- [WHAT TO WORK ON]
Across the listing, tally the lines in which the word "console" occurs, then report the tally alone.

BEGIN

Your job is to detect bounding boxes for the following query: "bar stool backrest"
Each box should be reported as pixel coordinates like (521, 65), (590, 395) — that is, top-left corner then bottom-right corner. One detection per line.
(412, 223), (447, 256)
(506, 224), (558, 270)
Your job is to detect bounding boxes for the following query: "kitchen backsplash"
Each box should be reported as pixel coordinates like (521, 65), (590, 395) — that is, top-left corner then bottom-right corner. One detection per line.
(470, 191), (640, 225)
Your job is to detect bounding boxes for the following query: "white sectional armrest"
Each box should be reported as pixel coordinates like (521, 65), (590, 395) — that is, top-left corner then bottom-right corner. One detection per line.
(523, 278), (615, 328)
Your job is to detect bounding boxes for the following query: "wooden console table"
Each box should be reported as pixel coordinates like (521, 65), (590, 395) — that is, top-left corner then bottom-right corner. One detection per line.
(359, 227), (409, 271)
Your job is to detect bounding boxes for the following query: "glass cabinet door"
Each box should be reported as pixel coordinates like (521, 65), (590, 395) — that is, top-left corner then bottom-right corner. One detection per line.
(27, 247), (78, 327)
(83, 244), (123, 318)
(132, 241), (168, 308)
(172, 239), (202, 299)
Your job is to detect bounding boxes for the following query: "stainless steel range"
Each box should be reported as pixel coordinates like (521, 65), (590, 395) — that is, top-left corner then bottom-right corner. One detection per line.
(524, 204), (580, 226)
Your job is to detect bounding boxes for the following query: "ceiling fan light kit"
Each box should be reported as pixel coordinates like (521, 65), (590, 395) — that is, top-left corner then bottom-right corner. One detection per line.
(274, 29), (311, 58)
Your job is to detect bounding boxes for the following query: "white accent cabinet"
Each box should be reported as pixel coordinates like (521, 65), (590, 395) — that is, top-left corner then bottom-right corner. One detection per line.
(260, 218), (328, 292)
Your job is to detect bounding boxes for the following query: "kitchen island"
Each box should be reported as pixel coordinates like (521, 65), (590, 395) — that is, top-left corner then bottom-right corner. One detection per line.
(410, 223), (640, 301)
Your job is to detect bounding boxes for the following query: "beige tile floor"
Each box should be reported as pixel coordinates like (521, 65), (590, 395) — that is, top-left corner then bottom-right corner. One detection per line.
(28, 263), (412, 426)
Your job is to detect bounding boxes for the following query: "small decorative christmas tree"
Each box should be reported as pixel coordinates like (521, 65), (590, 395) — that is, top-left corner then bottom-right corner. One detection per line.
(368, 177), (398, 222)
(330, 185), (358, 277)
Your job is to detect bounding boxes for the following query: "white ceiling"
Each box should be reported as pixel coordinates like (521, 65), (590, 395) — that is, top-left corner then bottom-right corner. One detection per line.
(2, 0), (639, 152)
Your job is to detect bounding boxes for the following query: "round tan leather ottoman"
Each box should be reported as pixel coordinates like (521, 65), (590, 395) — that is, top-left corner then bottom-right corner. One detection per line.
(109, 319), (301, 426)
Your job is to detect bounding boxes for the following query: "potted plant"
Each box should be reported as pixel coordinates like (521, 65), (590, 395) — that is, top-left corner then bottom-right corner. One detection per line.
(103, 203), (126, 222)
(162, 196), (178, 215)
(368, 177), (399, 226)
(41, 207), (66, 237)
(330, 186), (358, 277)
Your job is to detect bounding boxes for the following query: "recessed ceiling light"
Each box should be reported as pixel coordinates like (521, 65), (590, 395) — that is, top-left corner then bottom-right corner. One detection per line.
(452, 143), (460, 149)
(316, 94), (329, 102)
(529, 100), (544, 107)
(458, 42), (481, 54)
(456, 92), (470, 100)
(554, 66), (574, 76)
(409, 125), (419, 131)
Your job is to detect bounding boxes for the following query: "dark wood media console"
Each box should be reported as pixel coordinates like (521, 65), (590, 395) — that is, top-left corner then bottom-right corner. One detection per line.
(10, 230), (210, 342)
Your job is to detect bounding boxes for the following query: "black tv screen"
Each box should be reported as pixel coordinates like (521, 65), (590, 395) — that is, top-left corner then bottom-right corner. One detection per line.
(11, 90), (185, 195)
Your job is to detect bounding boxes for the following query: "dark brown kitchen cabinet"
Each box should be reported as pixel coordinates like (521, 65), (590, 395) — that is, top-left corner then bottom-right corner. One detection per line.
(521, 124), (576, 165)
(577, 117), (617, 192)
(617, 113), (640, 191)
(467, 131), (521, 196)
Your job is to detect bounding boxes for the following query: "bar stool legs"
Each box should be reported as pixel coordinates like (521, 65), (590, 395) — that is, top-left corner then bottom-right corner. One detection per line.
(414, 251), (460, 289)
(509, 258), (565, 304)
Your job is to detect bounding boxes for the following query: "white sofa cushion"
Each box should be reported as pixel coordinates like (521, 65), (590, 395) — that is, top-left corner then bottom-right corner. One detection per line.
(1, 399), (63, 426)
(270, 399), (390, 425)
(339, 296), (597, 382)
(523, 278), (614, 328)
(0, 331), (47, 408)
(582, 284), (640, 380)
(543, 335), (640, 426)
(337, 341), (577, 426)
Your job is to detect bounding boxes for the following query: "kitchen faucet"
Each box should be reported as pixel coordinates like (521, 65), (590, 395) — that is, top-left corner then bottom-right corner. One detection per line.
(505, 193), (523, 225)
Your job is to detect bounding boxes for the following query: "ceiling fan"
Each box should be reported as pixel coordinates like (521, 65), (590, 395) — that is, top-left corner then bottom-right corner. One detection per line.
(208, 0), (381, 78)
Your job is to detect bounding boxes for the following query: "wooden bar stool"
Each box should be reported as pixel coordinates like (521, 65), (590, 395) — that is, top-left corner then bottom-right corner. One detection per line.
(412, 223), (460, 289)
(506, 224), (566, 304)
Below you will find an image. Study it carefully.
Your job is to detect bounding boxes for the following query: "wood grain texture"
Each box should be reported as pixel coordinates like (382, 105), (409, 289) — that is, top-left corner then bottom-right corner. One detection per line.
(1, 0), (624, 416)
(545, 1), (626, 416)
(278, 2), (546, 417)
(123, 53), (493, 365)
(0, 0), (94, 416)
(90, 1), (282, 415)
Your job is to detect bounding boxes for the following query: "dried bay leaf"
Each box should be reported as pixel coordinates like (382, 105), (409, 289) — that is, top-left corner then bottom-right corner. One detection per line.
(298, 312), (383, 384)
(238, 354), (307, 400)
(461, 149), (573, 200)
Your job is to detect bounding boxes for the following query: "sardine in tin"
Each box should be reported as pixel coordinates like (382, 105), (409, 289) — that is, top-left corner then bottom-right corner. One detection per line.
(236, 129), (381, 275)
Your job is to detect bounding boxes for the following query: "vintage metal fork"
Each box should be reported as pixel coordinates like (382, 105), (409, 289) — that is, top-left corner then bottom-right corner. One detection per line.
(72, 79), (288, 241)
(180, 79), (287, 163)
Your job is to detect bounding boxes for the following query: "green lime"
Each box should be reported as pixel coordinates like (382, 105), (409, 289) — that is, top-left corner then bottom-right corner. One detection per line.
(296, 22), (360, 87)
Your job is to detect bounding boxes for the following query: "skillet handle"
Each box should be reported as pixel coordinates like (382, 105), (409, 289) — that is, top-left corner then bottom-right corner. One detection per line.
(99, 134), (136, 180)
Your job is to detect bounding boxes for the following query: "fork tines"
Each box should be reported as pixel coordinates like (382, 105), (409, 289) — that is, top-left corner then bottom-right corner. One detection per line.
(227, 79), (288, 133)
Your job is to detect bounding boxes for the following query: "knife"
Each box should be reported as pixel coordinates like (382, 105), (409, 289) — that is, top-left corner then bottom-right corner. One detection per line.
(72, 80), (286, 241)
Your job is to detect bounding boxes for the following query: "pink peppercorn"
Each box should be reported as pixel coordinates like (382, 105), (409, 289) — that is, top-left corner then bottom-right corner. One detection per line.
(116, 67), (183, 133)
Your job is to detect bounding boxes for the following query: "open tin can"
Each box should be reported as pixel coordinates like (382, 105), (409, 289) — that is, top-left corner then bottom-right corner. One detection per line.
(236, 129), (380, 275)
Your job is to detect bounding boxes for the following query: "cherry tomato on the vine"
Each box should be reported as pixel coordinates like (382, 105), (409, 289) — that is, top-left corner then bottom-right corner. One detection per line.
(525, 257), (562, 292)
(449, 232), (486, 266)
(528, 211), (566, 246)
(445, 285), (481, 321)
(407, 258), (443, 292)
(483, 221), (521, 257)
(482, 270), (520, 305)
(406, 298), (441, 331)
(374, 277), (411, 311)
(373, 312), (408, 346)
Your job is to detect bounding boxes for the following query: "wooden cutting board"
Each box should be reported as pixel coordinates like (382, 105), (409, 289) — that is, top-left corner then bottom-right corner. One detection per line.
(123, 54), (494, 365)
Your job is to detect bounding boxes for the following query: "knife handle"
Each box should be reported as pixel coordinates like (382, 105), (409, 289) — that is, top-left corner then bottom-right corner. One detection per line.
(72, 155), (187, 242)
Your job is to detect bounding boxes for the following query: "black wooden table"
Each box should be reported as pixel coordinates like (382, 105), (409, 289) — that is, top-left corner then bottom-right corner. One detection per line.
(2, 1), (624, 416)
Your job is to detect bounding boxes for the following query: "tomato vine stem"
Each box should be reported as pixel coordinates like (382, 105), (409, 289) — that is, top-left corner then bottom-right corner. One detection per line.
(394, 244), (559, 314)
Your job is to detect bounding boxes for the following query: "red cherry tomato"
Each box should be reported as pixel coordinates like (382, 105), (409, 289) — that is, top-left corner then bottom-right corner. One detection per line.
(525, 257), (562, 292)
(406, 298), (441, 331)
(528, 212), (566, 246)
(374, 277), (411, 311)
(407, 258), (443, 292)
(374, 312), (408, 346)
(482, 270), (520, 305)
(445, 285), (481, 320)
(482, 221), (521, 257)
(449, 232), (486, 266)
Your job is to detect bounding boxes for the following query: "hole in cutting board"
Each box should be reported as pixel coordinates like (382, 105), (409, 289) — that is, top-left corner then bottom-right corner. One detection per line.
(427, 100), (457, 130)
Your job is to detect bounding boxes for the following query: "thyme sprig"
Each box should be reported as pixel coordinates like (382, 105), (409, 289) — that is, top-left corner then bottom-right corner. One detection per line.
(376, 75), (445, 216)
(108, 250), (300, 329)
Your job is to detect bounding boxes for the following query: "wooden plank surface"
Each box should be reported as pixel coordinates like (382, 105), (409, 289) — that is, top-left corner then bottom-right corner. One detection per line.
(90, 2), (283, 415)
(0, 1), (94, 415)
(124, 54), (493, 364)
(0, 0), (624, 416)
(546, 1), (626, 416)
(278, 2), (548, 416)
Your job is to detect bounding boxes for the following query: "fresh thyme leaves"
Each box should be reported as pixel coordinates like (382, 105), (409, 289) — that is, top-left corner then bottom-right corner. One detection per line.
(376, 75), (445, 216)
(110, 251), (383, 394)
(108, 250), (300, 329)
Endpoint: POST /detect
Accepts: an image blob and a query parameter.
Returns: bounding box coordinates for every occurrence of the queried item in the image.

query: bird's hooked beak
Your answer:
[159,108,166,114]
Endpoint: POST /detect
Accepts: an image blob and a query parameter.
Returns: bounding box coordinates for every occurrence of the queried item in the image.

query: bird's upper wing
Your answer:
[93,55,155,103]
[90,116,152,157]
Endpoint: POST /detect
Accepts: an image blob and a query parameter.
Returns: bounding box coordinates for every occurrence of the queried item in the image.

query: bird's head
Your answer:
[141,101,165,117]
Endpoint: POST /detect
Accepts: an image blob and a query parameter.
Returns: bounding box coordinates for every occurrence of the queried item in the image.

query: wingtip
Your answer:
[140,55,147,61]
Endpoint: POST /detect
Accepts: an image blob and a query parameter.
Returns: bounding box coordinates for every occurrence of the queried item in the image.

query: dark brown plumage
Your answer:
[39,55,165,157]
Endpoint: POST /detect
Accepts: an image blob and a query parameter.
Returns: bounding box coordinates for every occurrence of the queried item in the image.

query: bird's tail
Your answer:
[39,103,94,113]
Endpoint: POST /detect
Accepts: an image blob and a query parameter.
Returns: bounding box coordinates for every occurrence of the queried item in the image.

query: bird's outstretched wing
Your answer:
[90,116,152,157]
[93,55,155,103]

END

- [WRITTEN RESPONSE]
2